Exercise instructions — Can you set out the material below as a numbered list, skipping any blank lines and leaving the pictures out?

========

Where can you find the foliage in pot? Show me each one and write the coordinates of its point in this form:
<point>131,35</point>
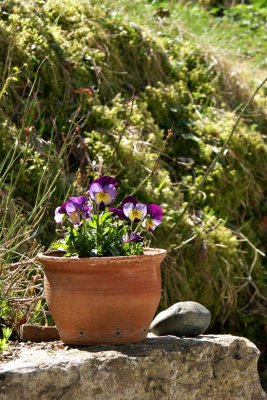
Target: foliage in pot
<point>102,285</point>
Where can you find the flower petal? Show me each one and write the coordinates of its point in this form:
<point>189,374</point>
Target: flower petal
<point>128,199</point>
<point>155,211</point>
<point>78,201</point>
<point>134,237</point>
<point>94,189</point>
<point>127,208</point>
<point>58,216</point>
<point>70,208</point>
<point>103,198</point>
<point>118,212</point>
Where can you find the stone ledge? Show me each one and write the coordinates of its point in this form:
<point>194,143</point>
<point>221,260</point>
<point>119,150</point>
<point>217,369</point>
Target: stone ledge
<point>221,367</point>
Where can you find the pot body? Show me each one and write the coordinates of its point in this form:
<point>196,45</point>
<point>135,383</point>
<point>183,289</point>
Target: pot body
<point>106,300</point>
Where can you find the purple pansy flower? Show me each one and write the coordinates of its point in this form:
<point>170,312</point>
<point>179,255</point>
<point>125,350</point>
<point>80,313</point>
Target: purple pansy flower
<point>119,211</point>
<point>133,237</point>
<point>135,211</point>
<point>76,208</point>
<point>154,217</point>
<point>103,190</point>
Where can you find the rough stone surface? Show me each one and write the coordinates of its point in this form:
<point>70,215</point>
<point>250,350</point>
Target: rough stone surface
<point>35,333</point>
<point>169,368</point>
<point>186,318</point>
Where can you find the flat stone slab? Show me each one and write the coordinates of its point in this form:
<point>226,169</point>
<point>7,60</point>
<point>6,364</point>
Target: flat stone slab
<point>220,367</point>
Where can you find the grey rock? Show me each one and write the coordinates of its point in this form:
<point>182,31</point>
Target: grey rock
<point>221,367</point>
<point>186,318</point>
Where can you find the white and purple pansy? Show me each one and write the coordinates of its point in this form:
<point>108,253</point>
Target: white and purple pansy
<point>133,237</point>
<point>103,190</point>
<point>76,208</point>
<point>134,211</point>
<point>153,217</point>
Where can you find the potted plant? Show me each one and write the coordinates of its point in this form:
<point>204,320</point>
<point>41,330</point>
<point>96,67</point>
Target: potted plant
<point>102,286</point>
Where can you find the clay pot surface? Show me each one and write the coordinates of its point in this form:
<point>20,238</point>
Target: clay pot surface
<point>103,300</point>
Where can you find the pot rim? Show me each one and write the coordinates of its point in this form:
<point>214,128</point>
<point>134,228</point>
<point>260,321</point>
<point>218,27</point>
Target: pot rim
<point>53,255</point>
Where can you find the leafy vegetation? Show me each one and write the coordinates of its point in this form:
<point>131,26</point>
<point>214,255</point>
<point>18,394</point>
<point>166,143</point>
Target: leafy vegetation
<point>149,97</point>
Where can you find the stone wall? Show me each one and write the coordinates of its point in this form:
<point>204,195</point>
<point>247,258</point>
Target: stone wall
<point>207,367</point>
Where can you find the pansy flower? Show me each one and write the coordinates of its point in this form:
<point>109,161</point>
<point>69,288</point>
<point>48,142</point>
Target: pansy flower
<point>103,190</point>
<point>153,217</point>
<point>133,237</point>
<point>134,211</point>
<point>119,211</point>
<point>76,208</point>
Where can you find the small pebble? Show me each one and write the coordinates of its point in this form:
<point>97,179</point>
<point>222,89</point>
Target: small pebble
<point>186,318</point>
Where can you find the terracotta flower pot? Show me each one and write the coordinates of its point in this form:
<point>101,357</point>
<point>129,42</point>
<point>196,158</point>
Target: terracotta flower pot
<point>106,300</point>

========

Right answer —
1. Where can you find the foliage in pot? Show me each one and write the coordinates of its point in this form:
2. <point>131,35</point>
3. Target: foliage in pot
4. <point>102,285</point>
5. Where can you find the flower petal? Show me each one and write the coordinates of its point in this form:
6. <point>189,374</point>
7. Target: flower petal
8. <point>128,199</point>
9. <point>155,211</point>
10. <point>78,201</point>
11. <point>134,237</point>
12. <point>94,189</point>
13. <point>127,208</point>
14. <point>58,216</point>
15. <point>70,208</point>
16. <point>103,198</point>
17. <point>118,212</point>
18. Where can you find the stone ledge? Show me each one and write the coordinates of its point in this form:
19. <point>194,143</point>
20. <point>221,260</point>
21. <point>119,150</point>
22. <point>217,369</point>
23. Target: stone ledge
24. <point>221,367</point>
25. Where can you find the pot body? Show me each one and write the coordinates of its point in this form:
26. <point>196,45</point>
27. <point>135,383</point>
28. <point>183,289</point>
29. Target: pot body
30. <point>106,300</point>
31. Where can you find the purple pansy flower? Show me each one and write the coordinates of its point in this form:
32. <point>170,312</point>
33. <point>179,255</point>
34. <point>125,350</point>
35. <point>80,313</point>
36. Target: purple pansy flower
37. <point>119,211</point>
38. <point>133,237</point>
39. <point>135,211</point>
40. <point>76,208</point>
41. <point>154,217</point>
42. <point>103,190</point>
43. Where can you find the rough stone surface? Show me each one and write the coordinates of its point in this form:
44. <point>70,215</point>
45. <point>250,350</point>
46. Target: rough stone surface
47. <point>35,333</point>
48. <point>169,368</point>
49. <point>186,318</point>
50. Where can you find the flat stone slab? Show me each one and write the coordinates of its point in this form:
51. <point>226,169</point>
52. <point>7,60</point>
53. <point>6,364</point>
54. Target: flat stone slab
55. <point>220,367</point>
56. Where can you find the grey rock? Show me each one and write the coordinates of its point in this form:
57. <point>182,31</point>
58. Target: grey rock
59. <point>221,367</point>
60. <point>186,318</point>
61. Where can you find the white and purple pansy? Show me each one and write the coordinates of its point in this form:
62. <point>108,253</point>
63. Target: white and purple pansy
64. <point>133,237</point>
65. <point>103,190</point>
66. <point>76,208</point>
67. <point>134,211</point>
68. <point>153,217</point>
69. Where can you find the potted plant? Show me each one and write the coordinates of its point in this form:
70. <point>204,320</point>
71. <point>41,330</point>
72. <point>96,67</point>
73. Target: potted plant
74. <point>102,286</point>
75. Where can you find the clay pot surface? Show me each one and write the coordinates of its point in this form:
76. <point>20,238</point>
77. Target: clay pot surface
78. <point>103,300</point>
79. Where can you find the pot rim? Show me each one and write the coordinates of its point in this form:
80. <point>214,128</point>
81. <point>134,228</point>
82. <point>260,321</point>
83. <point>218,27</point>
84. Target: pot rim
85. <point>53,255</point>
86. Where can you find the leafy vegetation? Show me each one and write the coordinates of its point in this form:
87. <point>131,26</point>
88. <point>214,255</point>
89. <point>18,394</point>
90. <point>166,143</point>
91. Target: leafy vegetation
92. <point>149,97</point>
93. Where can you find the stone wall? Show me each one and write the coordinates of its point in this form:
94. <point>204,195</point>
95. <point>247,258</point>
96. Target: stone wall
97. <point>207,367</point>
98. Where can you find the pansy flower? Show me each one and write the coordinates of its point in this form:
99. <point>109,161</point>
100. <point>69,288</point>
101. <point>48,142</point>
102. Target: pansy flower
103. <point>103,190</point>
104. <point>153,217</point>
105. <point>133,237</point>
106. <point>134,211</point>
107. <point>119,211</point>
108. <point>76,208</point>
109. Where can you find the small pebble? Show me each one and write the coordinates of its point in this form:
110. <point>97,179</point>
111. <point>222,89</point>
112. Target: small pebble
113. <point>186,318</point>
114. Where can you find the terracotta flower pot? Show me each one and write the coordinates of its point in this form:
115. <point>101,357</point>
116. <point>129,42</point>
117. <point>196,158</point>
118. Target: terracotta flower pot
119. <point>106,300</point>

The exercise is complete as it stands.